[REQUIRED WORK]
Print the data below exactly, but only the lines from the one containing "target | skyscraper" down to the one containing "target | office tower", inclusive.

[GIVEN INFORMATION]
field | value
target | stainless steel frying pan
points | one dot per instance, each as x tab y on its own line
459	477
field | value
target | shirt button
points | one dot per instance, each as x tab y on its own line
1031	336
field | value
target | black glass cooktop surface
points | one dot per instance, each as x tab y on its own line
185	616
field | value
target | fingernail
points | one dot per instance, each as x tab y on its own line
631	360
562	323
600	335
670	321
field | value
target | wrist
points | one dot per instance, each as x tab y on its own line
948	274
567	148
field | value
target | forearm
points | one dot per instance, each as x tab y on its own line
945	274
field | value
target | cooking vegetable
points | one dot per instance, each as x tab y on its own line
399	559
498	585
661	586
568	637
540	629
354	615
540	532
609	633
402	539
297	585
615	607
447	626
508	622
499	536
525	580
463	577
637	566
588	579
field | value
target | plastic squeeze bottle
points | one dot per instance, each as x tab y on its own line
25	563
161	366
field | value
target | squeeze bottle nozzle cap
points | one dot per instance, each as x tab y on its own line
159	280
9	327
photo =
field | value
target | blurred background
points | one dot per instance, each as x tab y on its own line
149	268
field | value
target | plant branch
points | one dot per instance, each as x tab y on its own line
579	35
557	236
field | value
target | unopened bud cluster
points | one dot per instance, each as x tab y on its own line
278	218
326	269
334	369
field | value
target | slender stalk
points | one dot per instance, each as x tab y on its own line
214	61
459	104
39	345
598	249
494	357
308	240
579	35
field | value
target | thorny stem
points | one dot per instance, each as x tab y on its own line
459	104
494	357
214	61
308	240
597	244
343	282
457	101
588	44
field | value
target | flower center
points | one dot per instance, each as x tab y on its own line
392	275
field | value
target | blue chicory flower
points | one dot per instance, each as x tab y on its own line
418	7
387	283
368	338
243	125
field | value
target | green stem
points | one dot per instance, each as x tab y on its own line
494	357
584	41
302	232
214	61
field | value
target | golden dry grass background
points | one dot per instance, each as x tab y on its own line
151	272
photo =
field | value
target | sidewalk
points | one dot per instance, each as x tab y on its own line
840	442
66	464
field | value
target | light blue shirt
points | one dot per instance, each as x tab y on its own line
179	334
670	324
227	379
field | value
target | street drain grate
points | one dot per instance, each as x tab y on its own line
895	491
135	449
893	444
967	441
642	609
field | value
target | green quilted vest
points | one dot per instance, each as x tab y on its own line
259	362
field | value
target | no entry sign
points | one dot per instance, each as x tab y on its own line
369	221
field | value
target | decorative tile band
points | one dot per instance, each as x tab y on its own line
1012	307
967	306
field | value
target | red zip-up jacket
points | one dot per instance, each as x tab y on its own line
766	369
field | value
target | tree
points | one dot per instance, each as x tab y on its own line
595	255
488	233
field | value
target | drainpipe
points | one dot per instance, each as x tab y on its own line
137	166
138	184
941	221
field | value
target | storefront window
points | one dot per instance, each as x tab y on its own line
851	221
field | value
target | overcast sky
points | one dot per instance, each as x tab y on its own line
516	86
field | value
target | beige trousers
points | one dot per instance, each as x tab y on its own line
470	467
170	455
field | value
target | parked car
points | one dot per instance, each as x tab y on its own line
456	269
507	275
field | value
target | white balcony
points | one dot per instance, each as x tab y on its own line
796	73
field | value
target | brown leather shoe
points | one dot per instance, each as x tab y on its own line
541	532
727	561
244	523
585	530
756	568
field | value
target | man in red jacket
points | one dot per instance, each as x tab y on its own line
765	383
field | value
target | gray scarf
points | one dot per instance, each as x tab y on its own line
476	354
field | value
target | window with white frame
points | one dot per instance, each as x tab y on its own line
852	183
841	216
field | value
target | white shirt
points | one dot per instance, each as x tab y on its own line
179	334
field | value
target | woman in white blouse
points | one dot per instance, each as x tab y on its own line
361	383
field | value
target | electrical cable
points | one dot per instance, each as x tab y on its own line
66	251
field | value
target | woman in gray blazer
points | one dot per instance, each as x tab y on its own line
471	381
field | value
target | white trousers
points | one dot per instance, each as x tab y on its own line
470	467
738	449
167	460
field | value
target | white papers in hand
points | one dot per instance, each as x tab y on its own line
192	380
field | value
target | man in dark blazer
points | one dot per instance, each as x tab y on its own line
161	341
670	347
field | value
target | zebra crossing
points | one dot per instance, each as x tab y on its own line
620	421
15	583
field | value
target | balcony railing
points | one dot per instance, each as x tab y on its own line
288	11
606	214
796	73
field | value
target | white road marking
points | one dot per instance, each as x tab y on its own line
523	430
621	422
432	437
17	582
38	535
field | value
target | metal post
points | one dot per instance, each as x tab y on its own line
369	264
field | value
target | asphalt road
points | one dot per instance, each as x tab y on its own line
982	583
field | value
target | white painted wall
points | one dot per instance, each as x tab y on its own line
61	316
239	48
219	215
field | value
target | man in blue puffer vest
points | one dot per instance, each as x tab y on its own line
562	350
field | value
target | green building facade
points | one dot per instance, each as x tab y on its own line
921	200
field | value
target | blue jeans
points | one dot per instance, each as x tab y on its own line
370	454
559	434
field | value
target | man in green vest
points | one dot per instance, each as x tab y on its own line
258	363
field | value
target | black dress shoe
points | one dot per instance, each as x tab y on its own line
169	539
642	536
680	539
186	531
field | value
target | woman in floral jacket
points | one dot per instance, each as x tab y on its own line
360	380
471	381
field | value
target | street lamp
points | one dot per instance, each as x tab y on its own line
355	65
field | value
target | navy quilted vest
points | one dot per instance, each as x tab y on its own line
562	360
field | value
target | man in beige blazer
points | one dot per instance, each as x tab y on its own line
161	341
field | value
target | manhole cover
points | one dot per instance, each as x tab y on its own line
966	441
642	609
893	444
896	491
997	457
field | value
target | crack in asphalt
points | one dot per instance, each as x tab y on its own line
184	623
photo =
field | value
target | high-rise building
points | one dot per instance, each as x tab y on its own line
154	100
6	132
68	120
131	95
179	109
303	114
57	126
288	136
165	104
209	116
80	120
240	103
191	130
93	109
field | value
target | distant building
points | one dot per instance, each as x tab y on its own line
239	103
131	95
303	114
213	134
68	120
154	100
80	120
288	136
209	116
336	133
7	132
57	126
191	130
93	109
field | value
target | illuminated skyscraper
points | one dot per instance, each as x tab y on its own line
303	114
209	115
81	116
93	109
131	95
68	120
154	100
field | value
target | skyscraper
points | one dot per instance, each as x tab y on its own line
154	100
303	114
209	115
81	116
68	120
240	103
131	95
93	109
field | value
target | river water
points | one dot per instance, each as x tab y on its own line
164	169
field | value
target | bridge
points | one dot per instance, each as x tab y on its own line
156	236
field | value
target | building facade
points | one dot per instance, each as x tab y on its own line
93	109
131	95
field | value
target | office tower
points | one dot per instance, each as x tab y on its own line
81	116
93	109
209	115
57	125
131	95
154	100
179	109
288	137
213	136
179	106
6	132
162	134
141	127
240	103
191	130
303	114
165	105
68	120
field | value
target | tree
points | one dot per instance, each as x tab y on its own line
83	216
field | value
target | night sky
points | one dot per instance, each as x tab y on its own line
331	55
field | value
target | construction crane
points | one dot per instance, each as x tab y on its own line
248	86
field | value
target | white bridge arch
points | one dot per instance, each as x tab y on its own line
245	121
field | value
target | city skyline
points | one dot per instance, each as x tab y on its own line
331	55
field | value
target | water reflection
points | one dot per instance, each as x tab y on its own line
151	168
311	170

[EXERCISE RESULT]
target | skyscraper
points | one dot per instance, each as x tab y on its own line
154	100
303	114
209	115
81	116
68	120
240	103
131	95
93	109
field | value
target | river water
points | one dot per instance, each as x tab y on its own line
164	169
field | value
target | bridge
points | one dot per instance, each as x tab y on its own line
156	236
field | value
target | building facade
points | one dot per instance, each as x tab y on its own line
93	109
131	95
field | value
target | office tower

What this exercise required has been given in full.